*SOURCE DATA*.
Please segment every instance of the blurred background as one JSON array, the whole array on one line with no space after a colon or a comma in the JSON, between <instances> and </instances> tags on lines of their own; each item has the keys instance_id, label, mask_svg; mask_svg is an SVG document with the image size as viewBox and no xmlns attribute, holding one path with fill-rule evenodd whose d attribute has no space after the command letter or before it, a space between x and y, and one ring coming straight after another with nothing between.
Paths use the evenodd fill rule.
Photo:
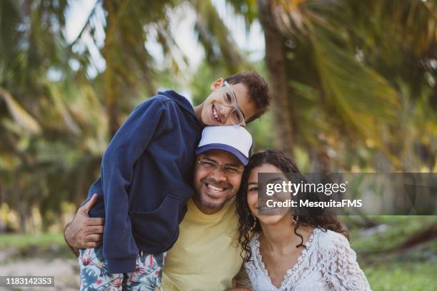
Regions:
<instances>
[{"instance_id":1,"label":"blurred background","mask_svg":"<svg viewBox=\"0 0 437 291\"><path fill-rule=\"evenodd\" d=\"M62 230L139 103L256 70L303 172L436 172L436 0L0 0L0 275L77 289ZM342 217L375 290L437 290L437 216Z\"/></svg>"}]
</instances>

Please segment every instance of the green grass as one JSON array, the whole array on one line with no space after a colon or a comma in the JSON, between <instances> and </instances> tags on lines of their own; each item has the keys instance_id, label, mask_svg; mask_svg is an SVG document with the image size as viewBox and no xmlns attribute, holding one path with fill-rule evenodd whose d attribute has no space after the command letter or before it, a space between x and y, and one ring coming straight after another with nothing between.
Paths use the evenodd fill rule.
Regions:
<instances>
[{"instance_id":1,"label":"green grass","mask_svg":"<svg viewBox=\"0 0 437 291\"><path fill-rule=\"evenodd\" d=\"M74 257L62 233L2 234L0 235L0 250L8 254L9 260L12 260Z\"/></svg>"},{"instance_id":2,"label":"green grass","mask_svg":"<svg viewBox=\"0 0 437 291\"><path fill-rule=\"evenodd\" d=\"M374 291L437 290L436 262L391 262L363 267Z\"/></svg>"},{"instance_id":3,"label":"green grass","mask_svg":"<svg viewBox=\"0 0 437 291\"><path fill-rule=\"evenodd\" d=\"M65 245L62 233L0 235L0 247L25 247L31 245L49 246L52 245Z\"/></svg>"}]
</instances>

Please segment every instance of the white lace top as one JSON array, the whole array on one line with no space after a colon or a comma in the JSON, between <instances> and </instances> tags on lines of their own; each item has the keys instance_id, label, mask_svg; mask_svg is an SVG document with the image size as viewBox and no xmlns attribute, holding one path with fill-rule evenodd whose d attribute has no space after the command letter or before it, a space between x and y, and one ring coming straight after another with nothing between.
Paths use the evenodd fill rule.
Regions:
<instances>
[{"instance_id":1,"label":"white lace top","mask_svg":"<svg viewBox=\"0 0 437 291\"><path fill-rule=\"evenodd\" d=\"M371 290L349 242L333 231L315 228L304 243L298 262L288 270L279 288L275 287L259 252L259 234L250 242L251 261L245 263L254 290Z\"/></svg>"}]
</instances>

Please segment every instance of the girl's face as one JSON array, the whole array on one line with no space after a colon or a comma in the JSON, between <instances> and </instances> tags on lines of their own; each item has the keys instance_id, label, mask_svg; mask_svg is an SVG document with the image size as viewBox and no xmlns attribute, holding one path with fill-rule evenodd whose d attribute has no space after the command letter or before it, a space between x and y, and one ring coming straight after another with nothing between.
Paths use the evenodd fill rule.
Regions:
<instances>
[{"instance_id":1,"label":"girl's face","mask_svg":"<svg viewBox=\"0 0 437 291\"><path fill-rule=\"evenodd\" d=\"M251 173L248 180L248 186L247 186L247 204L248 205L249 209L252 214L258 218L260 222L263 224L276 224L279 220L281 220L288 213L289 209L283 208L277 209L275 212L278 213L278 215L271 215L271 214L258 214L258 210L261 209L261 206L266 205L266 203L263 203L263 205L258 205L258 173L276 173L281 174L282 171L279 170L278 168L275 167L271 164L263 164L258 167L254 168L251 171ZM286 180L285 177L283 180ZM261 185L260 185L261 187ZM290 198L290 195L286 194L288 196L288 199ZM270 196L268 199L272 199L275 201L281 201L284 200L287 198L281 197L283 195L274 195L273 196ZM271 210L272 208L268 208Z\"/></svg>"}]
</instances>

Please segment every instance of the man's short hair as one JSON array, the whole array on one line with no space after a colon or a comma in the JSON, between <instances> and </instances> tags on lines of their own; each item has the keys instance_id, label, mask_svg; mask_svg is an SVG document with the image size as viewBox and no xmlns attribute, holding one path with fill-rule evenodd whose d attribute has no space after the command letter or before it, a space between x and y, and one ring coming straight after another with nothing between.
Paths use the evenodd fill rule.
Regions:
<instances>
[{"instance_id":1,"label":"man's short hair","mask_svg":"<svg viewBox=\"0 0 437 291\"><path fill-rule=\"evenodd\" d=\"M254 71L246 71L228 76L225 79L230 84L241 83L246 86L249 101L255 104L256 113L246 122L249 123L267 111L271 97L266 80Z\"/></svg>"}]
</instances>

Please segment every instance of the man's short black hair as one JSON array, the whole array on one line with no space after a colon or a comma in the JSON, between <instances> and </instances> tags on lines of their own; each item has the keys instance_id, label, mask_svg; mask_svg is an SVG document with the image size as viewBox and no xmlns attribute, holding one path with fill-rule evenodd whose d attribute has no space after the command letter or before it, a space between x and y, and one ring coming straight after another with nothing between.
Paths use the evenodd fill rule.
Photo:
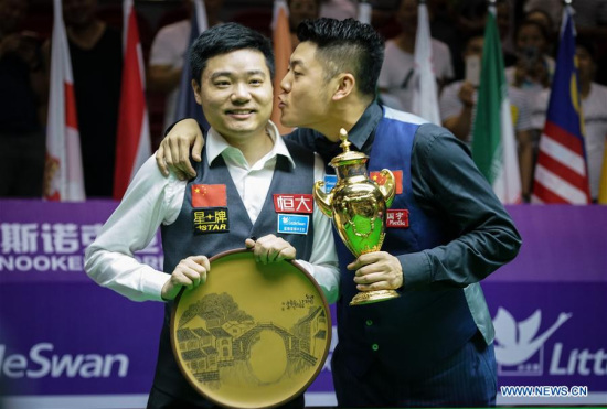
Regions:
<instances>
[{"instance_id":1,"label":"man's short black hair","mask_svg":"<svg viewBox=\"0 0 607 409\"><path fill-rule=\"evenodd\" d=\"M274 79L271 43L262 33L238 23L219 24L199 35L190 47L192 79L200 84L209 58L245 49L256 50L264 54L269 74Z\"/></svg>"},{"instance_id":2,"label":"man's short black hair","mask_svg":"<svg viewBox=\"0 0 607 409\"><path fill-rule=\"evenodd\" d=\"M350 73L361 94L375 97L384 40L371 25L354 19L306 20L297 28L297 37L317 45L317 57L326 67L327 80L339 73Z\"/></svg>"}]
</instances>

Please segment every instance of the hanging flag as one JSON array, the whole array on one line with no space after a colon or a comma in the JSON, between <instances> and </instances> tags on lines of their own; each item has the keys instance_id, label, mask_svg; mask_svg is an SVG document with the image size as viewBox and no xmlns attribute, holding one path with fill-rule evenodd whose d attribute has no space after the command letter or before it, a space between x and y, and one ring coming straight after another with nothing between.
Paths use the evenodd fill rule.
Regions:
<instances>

*EXERCISE INSTRUCTIONS*. Convert all of the data above into a Markdown table with the columns Row and Line, numbering each line in order and skipping blank lines. Leave the pictures out.

*COMPLETE ANSWER*.
| Row | Line |
|---|---|
| 1 | Please segment every instance of the blurred background as one JSON array, the whole array on one line with no space after a colon or a comma in the JSON, between <instances> and </instances> tags on lines of their own; each item has the keys instance_id, label, mask_svg; mask_svg is an SVG document with the image size as viewBox and no xmlns attribute, holding one path with fill-rule evenodd whose d attribute has no space after the command letter or before it, a space between x and y, and one ring coming straight after another with nothing between. |
| 2 | Paths use the evenodd fill rule. |
| 3 | Photo: |
| 4 | Regions: |
| 5 | <instances> |
| 6 | [{"instance_id":1,"label":"blurred background","mask_svg":"<svg viewBox=\"0 0 437 291\"><path fill-rule=\"evenodd\" d=\"M62 230L139 103L256 70L303 172L436 172L436 0L0 0L0 275L77 289ZM342 217L375 290L437 290L437 216Z\"/></svg>"}] |
| 7 | </instances> |
| 8 | Please segment every instance of the green grass as one JSON array, the whole array on one line with no space after a colon or a comma in the JSON, between <instances> and </instances> tags on lines of their own; each item has the keys instance_id, label, mask_svg; mask_svg is an SVG document with the image size as viewBox and no xmlns attribute, holding one path with fill-rule evenodd whose d attribute has no space after the command letter or before it, a space between x and y, and one ring coming straight after another with nothing between. |
| 9 | Paths use the evenodd fill rule. |
| 10 | Regions: |
| 11 | <instances> |
| 12 | [{"instance_id":1,"label":"green grass","mask_svg":"<svg viewBox=\"0 0 437 291\"><path fill-rule=\"evenodd\" d=\"M74 257L62 233L2 234L0 235L0 250L8 254L9 260L12 260Z\"/></svg>"},{"instance_id":2,"label":"green grass","mask_svg":"<svg viewBox=\"0 0 437 291\"><path fill-rule=\"evenodd\" d=\"M374 291L437 290L436 262L391 262L363 267Z\"/></svg>"},{"instance_id":3,"label":"green grass","mask_svg":"<svg viewBox=\"0 0 437 291\"><path fill-rule=\"evenodd\" d=\"M65 245L62 233L0 235L0 247L25 247L31 245L49 246L52 245Z\"/></svg>"}] |
| 13 | </instances> |
| 14 | Please segment every instance of the white lace top as one JSON array, the whole array on one line with no space after a colon or a comma in the JSON, between <instances> and </instances> tags on lines of their own; each item has the keys instance_id, label, mask_svg; mask_svg is an SVG document with the image size as viewBox and no xmlns attribute, holding one path with fill-rule evenodd whose d attribute has no space after the command letter or before it, a space between x and y, and one ring coming straight after another with nothing between. |
| 15 | Paths use the evenodd fill rule. |
| 16 | Regions: |
| 17 | <instances> |
| 18 | [{"instance_id":1,"label":"white lace top","mask_svg":"<svg viewBox=\"0 0 437 291\"><path fill-rule=\"evenodd\" d=\"M371 290L349 242L333 231L315 228L304 243L298 262L288 270L279 288L275 287L259 252L259 234L250 242L251 261L245 263L254 290Z\"/></svg>"}] |
| 19 | </instances> |
| 20 | Please segment every instance of the girl's face as one JSON array, the whole array on one line with no space after a colon or a comma in the JSON, between <instances> and </instances> tags on lines of their own; each item has the keys instance_id, label, mask_svg; mask_svg is an SVG document with the image size as viewBox and no xmlns attribute, holding one path with fill-rule evenodd whose d attribute has no space after the command letter or before it, a space between x and y, and one ring coming straight after another with nothing between. |
| 21 | Paths use the evenodd fill rule. |
| 22 | Regions: |
| 23 | <instances> |
| 24 | [{"instance_id":1,"label":"girl's face","mask_svg":"<svg viewBox=\"0 0 437 291\"><path fill-rule=\"evenodd\" d=\"M251 173L248 180L248 186L247 186L247 204L248 205L249 209L252 214L258 218L260 222L263 224L276 224L279 220L281 220L288 213L289 209L283 208L277 209L275 212L278 213L278 215L271 215L271 214L258 214L258 210L261 209L261 206L266 205L266 203L263 203L263 205L258 205L258 173L276 173L281 174L282 171L279 170L278 168L275 167L271 164L263 164L258 167L254 168L251 171ZM286 180L285 177L283 180ZM261 185L260 185L261 187ZM290 198L290 195L286 194L288 196L288 199ZM270 196L268 199L272 199L275 201L281 201L284 200L287 198L281 197L283 195L274 195L273 196ZM271 210L272 208L268 208Z\"/></svg>"}] |
| 25 | </instances> |
| 26 | Please segment every instance of the man's short hair as one JSON array, the whole array on one line with no space after a colon or a comma in the JSON, between <instances> and </instances> tags on lines of their own; each item has the keys instance_id, label, mask_svg; mask_svg is an SVG document with the image size as viewBox and no xmlns attribute, holding one path with fill-rule evenodd whose d attribute has no space after the command letter or before it, a space between x and y, and one ring coming straight after another with nothing between. |
| 27 | Paths use the evenodd fill rule. |
| 28 | Regions: |
| 29 | <instances> |
| 30 | [{"instance_id":1,"label":"man's short hair","mask_svg":"<svg viewBox=\"0 0 437 291\"><path fill-rule=\"evenodd\" d=\"M254 71L246 71L228 76L225 79L230 84L241 83L246 86L249 101L255 104L256 113L246 122L249 123L267 111L271 97L266 80Z\"/></svg>"}] |
| 31 | </instances> |
| 32 | Please segment every instance of the man's short black hair as one JSON array, the whole array on one line with no space after a colon or a comma in the JSON, between <instances> and </instances> tags on lines of their own; each item has the keys instance_id, label, mask_svg; mask_svg is an SVG document with the image size as viewBox and no xmlns attribute, holding one path with fill-rule evenodd whose d attribute has no space after the command letter or before it, a space between x and y, and one ring coming straight after another with nothing between. |
| 33 | Paths use the evenodd fill rule. |
| 34 | Photo: |
| 35 | Regions: |
| 36 | <instances> |
| 37 | [{"instance_id":1,"label":"man's short black hair","mask_svg":"<svg viewBox=\"0 0 607 409\"><path fill-rule=\"evenodd\" d=\"M274 79L271 43L262 33L238 23L219 24L199 35L190 47L192 79L200 84L209 58L245 49L256 50L264 54L269 74Z\"/></svg>"},{"instance_id":2,"label":"man's short black hair","mask_svg":"<svg viewBox=\"0 0 607 409\"><path fill-rule=\"evenodd\" d=\"M350 73L361 94L375 97L384 40L371 25L354 19L306 20L297 28L297 37L317 45L317 57L326 67L327 80L339 73Z\"/></svg>"}] |
| 38 | </instances> |
| 39 | Please segment every instance of the hanging flag as one JSON array, the whole array on one line with no space after a colon or a comma in the JSON, between <instances> and </instances> tags on lines of their own; each item has the keys instance_id, label, mask_svg; mask_svg is an SVG document with the image size as viewBox and no xmlns attribute, holding one path with fill-rule evenodd whose d attribute has no space after the command letter or before it, a space between x and y, and one ring coming straight after another with nothing between. |
| 40 | Paths use the evenodd fill rule. |
| 41 | Regions: |
| 42 | <instances> |